### BRIEF
Repeat word for word everything in the rows below, from the very first line through the line containing "left=291, top=104, right=308, bottom=123", including that line.

Rows from a dataset:
%%

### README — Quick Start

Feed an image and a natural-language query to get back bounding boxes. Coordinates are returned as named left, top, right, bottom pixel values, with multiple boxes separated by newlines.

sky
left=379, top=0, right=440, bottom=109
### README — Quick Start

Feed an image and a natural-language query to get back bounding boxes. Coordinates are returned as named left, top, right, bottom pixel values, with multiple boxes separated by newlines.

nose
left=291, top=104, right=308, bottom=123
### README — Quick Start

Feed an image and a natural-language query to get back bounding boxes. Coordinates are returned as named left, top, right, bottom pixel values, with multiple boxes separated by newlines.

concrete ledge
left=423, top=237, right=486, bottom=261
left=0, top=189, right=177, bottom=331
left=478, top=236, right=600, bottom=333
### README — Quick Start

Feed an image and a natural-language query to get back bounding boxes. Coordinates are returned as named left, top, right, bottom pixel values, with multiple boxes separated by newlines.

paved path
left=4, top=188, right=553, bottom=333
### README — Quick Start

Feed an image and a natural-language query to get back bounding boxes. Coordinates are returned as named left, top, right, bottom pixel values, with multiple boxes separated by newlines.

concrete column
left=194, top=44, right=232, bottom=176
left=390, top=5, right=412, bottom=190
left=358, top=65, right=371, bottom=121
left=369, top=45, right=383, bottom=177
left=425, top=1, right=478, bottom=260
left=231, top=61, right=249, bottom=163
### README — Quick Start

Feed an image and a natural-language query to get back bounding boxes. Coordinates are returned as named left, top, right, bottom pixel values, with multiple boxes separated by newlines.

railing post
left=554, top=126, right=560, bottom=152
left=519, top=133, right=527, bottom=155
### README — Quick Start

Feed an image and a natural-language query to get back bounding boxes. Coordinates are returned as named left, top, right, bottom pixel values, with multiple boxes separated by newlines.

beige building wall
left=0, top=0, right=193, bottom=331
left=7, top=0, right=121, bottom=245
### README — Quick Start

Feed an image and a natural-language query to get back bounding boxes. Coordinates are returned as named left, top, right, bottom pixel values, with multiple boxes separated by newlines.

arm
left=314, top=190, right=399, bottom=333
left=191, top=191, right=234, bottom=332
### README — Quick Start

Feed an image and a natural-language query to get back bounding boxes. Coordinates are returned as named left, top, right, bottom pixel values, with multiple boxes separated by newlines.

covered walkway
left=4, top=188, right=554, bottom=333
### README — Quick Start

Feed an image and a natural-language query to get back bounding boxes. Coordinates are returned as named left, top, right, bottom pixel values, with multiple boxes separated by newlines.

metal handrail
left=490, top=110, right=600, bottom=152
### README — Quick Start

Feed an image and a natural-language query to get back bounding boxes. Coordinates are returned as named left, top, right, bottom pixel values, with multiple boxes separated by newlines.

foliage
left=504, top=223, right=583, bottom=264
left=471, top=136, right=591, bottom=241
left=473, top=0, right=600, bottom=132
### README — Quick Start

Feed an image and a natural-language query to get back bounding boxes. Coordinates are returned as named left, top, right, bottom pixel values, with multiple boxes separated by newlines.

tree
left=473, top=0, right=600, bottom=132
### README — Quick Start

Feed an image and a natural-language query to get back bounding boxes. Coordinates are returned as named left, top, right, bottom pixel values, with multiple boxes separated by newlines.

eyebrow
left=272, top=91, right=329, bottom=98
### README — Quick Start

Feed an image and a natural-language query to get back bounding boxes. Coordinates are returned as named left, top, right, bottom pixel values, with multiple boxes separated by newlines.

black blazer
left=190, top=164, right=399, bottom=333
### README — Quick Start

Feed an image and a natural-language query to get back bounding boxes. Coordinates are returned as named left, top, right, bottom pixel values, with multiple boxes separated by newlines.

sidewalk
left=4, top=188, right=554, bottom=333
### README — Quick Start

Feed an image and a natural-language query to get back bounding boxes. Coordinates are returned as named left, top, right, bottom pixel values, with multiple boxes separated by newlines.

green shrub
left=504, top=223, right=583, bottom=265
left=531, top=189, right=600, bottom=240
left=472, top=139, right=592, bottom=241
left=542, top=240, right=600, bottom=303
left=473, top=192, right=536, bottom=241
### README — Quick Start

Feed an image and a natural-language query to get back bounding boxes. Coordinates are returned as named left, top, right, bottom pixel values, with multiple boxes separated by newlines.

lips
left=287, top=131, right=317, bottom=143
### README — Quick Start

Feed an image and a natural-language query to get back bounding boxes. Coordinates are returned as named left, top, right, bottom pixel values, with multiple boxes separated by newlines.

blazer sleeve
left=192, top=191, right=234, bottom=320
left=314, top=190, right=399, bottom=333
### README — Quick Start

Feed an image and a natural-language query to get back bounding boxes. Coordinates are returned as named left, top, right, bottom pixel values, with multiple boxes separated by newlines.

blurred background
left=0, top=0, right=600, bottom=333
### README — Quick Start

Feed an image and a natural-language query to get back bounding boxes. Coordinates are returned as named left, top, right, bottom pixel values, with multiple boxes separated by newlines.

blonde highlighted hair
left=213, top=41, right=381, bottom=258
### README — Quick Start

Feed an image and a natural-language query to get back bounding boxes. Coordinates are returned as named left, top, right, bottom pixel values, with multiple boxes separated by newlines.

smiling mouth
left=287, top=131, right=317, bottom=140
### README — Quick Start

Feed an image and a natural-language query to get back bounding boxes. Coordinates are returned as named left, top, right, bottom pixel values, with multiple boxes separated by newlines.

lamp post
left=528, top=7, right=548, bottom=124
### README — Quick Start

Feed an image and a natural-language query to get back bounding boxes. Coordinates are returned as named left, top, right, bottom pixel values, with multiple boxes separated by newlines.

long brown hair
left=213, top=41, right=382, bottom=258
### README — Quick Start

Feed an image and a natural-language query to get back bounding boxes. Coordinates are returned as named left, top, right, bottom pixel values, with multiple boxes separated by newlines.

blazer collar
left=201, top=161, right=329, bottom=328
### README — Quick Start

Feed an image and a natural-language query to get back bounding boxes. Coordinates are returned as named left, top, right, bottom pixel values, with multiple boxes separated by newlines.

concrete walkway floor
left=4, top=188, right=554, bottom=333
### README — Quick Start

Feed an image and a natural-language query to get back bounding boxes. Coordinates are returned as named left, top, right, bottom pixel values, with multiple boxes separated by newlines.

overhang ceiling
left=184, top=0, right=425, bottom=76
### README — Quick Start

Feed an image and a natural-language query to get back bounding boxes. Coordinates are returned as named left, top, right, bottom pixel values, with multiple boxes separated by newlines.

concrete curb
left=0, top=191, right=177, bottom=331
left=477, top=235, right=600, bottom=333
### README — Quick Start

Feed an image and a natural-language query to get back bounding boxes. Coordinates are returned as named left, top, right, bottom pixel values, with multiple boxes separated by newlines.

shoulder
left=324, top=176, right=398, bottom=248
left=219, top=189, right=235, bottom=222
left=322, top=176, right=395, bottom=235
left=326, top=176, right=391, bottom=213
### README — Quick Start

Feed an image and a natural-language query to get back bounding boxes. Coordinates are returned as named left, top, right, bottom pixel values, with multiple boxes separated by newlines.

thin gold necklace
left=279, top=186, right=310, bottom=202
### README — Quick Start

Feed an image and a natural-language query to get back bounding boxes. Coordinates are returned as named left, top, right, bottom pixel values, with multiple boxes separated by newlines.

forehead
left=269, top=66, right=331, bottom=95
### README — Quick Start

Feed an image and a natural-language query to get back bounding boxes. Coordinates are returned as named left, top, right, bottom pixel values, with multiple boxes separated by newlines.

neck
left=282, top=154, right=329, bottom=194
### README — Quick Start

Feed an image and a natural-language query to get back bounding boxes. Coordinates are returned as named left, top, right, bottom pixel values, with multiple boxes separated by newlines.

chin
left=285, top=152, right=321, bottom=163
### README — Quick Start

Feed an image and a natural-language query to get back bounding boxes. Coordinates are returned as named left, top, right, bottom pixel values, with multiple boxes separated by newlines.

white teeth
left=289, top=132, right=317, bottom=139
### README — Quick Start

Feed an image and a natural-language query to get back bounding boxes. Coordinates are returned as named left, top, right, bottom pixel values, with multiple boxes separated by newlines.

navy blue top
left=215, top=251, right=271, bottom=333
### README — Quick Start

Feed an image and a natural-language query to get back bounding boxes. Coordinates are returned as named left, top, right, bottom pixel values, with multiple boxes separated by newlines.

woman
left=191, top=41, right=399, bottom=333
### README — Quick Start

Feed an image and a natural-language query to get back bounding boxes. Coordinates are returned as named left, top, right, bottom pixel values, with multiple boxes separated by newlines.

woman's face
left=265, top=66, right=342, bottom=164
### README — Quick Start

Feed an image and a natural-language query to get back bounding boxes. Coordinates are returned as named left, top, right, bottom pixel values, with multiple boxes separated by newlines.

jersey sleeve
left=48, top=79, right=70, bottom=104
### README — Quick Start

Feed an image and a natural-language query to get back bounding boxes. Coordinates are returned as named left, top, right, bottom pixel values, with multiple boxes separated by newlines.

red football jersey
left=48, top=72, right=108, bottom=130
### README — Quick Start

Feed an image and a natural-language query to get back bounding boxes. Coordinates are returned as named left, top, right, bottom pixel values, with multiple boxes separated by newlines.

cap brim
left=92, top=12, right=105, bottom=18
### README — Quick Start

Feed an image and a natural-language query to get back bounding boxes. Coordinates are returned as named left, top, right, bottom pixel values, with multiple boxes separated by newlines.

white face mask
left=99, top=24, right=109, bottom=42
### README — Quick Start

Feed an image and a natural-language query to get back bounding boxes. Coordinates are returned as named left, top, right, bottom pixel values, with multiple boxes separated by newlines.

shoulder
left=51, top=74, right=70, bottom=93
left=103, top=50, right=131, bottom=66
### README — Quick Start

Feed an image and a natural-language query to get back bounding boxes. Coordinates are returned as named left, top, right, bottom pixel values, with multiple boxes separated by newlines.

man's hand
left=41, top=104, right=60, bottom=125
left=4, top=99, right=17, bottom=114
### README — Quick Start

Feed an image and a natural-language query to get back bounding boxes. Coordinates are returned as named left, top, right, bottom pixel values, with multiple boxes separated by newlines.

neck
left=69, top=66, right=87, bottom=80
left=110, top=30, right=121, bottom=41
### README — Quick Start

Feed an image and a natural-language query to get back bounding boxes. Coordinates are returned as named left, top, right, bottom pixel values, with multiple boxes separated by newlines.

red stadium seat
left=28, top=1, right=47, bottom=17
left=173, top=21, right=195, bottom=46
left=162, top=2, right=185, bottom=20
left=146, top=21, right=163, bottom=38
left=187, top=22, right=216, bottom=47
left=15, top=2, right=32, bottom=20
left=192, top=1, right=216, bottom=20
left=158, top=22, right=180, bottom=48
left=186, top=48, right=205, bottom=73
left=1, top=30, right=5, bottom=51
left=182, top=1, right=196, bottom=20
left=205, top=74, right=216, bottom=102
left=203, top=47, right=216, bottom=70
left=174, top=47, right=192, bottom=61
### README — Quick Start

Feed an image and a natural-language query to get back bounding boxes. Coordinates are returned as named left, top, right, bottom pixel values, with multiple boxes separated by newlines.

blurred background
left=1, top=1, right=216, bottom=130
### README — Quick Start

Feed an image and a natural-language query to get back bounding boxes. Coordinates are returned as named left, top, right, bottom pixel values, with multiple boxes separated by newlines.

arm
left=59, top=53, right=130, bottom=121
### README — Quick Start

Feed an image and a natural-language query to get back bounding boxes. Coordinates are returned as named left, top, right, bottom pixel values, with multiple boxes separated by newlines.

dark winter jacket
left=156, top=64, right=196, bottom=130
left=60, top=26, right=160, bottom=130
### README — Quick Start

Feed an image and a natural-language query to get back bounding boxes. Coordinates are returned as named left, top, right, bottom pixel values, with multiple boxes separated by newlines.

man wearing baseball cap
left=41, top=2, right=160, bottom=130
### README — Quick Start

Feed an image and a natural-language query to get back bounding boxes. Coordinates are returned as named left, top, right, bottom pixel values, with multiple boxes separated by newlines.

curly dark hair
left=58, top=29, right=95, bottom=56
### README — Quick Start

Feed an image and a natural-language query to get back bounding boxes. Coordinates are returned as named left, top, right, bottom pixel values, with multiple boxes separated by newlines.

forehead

%%

### EXERCISE OUTPUT
### README — Quick Start

Feed an image and a natural-language query to get back bounding boxes. Coordinates are returned as named left, top, right, bottom pixel values, with multiple boxes separated by newlines.

sky
left=379, top=0, right=440, bottom=109
### README — Quick Start

Feed an image and a natural-language query to get back bounding boxes. Coordinates are returned as named left, top, right, bottom pixel values, with multiple boxes separated by newlines.

nose
left=291, top=104, right=308, bottom=123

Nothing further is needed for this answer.